-- BEGIN Entries supplied --
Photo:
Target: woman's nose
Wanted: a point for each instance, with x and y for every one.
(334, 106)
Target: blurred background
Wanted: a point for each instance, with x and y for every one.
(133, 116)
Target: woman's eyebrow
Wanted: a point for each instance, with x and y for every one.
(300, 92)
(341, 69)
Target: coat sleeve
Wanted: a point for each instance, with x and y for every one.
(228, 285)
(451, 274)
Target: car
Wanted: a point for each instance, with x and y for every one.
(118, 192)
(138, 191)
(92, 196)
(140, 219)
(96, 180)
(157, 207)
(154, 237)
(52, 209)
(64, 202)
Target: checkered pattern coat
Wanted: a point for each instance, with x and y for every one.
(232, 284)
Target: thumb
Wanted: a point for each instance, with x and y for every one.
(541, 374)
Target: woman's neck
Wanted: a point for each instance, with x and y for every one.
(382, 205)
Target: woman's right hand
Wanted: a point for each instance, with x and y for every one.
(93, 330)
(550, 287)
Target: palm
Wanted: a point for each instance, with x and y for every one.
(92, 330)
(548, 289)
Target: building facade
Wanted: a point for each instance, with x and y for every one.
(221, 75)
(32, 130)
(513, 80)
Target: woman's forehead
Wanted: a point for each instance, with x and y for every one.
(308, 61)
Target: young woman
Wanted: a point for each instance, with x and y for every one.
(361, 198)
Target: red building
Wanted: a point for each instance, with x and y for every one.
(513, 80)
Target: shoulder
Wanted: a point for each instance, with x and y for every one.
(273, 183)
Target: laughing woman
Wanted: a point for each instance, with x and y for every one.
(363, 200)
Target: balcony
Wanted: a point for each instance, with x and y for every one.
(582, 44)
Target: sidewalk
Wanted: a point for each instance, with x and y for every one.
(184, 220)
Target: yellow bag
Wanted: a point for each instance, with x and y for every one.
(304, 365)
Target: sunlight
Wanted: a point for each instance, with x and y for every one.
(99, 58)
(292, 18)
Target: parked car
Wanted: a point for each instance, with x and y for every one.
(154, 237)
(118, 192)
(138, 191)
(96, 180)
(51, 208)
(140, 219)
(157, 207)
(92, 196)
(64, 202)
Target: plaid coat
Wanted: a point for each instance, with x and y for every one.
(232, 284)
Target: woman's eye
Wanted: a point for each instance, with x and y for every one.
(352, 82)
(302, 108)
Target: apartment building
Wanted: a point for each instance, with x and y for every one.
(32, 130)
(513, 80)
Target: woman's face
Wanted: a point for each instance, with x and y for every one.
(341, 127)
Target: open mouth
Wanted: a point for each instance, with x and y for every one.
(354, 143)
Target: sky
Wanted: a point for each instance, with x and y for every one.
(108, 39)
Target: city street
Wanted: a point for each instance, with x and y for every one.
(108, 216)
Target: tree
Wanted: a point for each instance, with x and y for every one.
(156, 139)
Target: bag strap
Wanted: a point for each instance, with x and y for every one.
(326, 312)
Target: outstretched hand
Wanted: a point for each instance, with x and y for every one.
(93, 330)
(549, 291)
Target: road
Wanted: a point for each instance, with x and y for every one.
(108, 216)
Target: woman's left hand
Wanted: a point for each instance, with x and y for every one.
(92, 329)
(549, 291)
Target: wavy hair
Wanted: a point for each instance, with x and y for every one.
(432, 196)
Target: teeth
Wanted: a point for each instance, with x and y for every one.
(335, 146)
-- END Entries supplied --
- **Goal of the exercise**:
Reproduce word for word the lines of the records starting at the line that contains "Target: woman's face" and ending at the last line of the records, with both of those lines included.

- **The answer**:
Target: woman's face
Wanted: a point for each instance, with x and y for every one.
(341, 127)
Target: open mouth
Wanted: a point for each instance, with x and y for every one.
(354, 143)
Target: sky
Wanted: a point for each instance, with x and y for every one.
(108, 39)
Target: city street
Wanted: a point for each instance, with x and y for every one.
(108, 216)
Target: tree
Wanted: a point for each instance, with x and y for every one.
(156, 139)
Target: bag strap
Wanted: a point for each instance, with x and y for every one.
(326, 312)
Target: outstretched hand
Wanted: a point for each instance, with x and y for every one.
(93, 330)
(549, 291)
Target: road
Wanted: a point for each instance, with x and y for every one.
(108, 216)
Target: woman's left hand
Wanted: a point for each instance, with x and y for every one.
(92, 329)
(549, 291)
Target: wavy hair
Wanted: a point for each instance, with x and y for every one.
(432, 196)
Target: teeth
Wanted: a point for each instance, with x and y for every one.
(335, 146)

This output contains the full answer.